Work instructions
The lines from the start of the records below through the line containing "# each item" are to be copied exactly, both ends included, with nothing added.

Stored data entries:
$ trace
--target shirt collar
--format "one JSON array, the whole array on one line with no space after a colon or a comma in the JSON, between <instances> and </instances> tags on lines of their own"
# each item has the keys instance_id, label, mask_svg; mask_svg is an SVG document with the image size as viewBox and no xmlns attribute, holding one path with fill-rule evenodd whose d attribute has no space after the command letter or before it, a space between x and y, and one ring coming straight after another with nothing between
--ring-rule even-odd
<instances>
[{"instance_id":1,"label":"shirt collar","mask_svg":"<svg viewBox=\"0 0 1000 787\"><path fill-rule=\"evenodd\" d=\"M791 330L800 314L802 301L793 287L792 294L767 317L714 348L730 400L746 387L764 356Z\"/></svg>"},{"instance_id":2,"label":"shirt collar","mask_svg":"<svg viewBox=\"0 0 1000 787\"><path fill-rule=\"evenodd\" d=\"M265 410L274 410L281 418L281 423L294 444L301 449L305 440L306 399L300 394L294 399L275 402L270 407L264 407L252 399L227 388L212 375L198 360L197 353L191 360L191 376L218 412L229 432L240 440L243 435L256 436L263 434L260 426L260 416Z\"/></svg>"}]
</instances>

Task response
$ trace
--target shirt collar
--format "one JSON array, the whole array on one line with no space after a colon or a comma in the JSON, between <instances> and </instances> tags on lines of their own"
# each item has the keys instance_id, label, mask_svg; mask_svg is an SVG document with the image size as viewBox and no xmlns attribute, holding one path with fill-rule evenodd whose d attribute has no space after the command letter or before it, a space between x and y, and one ring coming straight after another with nothing between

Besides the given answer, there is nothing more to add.